Would you transcribe word for word every line from the one containing "task: outline the woman's arm" to the end of the data, both ends included, and leave out the rest?
╭─ Data to use
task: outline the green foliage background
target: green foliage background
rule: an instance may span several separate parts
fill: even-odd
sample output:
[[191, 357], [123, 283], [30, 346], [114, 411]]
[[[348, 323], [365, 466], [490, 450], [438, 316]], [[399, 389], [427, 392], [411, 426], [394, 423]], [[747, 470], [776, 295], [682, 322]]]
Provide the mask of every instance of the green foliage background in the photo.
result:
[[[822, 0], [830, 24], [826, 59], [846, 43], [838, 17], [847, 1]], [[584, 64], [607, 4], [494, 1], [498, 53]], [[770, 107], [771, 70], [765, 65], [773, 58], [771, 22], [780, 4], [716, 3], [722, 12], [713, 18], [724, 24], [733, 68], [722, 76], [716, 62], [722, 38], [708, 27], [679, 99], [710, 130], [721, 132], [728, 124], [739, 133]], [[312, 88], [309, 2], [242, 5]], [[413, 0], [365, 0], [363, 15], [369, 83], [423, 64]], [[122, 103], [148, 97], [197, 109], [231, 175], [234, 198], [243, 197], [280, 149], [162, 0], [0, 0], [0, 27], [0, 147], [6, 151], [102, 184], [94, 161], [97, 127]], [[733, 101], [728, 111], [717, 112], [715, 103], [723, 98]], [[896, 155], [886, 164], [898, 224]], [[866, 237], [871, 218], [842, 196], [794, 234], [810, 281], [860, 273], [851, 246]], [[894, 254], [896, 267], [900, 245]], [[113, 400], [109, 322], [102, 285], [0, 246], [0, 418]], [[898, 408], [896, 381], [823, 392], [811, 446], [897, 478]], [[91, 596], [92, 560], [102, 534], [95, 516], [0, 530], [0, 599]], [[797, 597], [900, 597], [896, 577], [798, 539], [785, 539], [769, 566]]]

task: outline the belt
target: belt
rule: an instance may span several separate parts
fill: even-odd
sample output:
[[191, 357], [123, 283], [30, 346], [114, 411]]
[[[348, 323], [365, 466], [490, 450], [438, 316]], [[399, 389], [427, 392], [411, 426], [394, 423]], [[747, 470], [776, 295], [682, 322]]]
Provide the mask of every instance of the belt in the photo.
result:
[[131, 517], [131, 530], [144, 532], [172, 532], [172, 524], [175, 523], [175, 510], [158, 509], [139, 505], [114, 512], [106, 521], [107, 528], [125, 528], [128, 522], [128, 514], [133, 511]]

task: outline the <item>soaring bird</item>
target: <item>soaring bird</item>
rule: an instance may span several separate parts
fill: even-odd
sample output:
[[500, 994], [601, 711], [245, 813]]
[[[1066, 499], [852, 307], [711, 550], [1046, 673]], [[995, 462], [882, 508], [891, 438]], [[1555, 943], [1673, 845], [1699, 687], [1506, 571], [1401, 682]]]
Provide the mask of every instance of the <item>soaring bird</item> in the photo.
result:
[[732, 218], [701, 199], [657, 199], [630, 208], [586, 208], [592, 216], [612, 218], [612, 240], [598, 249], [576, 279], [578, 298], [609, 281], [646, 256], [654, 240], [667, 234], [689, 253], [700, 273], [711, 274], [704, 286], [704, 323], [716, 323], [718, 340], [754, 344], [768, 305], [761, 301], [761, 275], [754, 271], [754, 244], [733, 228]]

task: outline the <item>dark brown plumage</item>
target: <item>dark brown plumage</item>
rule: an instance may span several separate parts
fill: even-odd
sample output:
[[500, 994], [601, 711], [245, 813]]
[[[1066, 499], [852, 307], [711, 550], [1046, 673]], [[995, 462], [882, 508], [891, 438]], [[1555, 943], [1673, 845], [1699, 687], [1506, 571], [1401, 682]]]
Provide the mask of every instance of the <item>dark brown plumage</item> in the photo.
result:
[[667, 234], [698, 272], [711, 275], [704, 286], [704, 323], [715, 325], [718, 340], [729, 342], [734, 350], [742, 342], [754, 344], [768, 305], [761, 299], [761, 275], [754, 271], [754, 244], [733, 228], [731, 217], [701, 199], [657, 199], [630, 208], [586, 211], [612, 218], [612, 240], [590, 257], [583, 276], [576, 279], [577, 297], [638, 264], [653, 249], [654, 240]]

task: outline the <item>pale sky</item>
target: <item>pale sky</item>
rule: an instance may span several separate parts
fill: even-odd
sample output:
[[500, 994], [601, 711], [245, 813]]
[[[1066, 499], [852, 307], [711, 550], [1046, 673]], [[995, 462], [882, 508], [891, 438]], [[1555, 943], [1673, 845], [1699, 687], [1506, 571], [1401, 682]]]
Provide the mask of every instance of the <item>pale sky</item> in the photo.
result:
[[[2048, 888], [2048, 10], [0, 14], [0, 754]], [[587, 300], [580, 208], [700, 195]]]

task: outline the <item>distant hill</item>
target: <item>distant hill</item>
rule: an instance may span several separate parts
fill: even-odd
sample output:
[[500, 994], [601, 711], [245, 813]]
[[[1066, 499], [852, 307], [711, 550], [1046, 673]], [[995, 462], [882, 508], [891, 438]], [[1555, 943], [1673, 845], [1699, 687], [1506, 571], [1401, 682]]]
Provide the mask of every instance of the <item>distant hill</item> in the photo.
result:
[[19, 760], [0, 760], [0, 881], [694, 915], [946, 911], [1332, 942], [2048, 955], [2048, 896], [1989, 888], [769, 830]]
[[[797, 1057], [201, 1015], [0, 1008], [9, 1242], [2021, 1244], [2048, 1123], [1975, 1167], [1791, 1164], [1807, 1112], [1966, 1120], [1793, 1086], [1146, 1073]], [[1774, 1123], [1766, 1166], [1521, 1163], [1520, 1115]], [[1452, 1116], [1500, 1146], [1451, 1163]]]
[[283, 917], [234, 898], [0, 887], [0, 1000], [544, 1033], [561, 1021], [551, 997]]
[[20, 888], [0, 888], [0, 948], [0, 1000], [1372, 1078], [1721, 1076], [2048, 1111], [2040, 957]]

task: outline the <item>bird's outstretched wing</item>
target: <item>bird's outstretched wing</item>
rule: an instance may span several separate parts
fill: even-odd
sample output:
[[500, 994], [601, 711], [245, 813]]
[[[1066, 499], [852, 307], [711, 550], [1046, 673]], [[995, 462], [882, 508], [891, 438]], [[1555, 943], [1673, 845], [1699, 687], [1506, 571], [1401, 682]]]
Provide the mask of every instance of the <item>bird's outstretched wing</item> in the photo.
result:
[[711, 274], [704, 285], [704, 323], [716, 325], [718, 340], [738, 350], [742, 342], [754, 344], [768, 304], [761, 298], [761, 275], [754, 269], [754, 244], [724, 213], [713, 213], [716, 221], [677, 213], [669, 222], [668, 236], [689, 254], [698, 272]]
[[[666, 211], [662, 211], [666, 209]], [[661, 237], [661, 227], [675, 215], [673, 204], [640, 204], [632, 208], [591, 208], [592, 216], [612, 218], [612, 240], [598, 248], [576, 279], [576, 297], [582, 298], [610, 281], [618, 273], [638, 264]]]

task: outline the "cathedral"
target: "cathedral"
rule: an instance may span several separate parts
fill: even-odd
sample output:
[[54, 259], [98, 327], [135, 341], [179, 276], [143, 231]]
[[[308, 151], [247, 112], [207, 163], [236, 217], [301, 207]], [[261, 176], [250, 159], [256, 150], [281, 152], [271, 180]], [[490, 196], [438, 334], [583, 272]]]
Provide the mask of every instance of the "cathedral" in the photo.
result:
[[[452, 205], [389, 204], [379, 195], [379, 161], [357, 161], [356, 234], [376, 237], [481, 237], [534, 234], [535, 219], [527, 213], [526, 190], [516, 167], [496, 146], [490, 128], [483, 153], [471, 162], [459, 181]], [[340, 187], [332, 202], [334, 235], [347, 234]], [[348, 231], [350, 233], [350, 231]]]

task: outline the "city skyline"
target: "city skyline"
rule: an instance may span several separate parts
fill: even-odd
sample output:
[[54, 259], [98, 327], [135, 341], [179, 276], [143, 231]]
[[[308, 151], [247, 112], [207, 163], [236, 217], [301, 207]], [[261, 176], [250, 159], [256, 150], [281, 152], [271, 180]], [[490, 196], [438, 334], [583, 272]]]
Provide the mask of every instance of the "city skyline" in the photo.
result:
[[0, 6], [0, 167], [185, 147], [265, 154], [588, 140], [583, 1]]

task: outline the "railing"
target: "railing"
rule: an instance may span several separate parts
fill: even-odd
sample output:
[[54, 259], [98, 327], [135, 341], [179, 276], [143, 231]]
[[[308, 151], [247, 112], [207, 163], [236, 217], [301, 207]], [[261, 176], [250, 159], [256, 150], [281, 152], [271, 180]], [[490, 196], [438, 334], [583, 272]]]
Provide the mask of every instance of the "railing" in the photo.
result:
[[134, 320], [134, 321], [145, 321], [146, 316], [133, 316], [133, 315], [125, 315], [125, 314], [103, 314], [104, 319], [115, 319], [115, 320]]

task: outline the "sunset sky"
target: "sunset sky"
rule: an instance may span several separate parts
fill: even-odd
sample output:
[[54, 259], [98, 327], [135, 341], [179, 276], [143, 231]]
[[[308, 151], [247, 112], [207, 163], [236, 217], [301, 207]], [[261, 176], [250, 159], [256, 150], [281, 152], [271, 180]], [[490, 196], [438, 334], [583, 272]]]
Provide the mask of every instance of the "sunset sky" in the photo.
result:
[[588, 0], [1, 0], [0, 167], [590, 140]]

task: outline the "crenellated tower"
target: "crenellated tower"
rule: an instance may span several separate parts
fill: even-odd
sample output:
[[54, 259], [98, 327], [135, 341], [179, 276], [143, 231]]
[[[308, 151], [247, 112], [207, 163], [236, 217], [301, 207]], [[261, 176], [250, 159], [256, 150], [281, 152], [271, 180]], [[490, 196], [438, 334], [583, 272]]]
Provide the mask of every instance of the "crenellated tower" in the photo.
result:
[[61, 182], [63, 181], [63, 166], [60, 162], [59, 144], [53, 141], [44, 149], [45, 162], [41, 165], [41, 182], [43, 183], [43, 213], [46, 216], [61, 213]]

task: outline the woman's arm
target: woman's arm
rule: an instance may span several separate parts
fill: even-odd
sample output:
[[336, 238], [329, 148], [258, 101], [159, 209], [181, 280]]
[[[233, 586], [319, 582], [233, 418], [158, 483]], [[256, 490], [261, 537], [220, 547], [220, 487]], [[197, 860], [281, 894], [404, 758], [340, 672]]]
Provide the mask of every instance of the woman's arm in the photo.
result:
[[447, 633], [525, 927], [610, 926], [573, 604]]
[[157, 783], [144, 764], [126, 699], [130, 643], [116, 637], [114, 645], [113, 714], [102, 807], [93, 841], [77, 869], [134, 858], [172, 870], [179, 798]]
╰─
Answer box –
task: outline the woman's arm
target: woman's arm
rule: an instance may span several separate parts
fill: even-odd
sample output:
[[336, 238], [329, 148], [258, 101], [159, 209], [181, 280]]
[[[233, 586], [319, 582], [233, 418], [158, 483]], [[256, 490], [261, 537], [220, 547], [220, 487]], [[197, 860], [281, 894], [404, 758], [340, 672]]]
Provide the mask of every instance of the woman's arm in the photo.
result:
[[447, 633], [525, 927], [610, 926], [573, 604]]
[[157, 783], [144, 764], [126, 699], [130, 643], [116, 637], [114, 645], [113, 714], [102, 807], [93, 841], [77, 869], [134, 858], [172, 870], [179, 798]]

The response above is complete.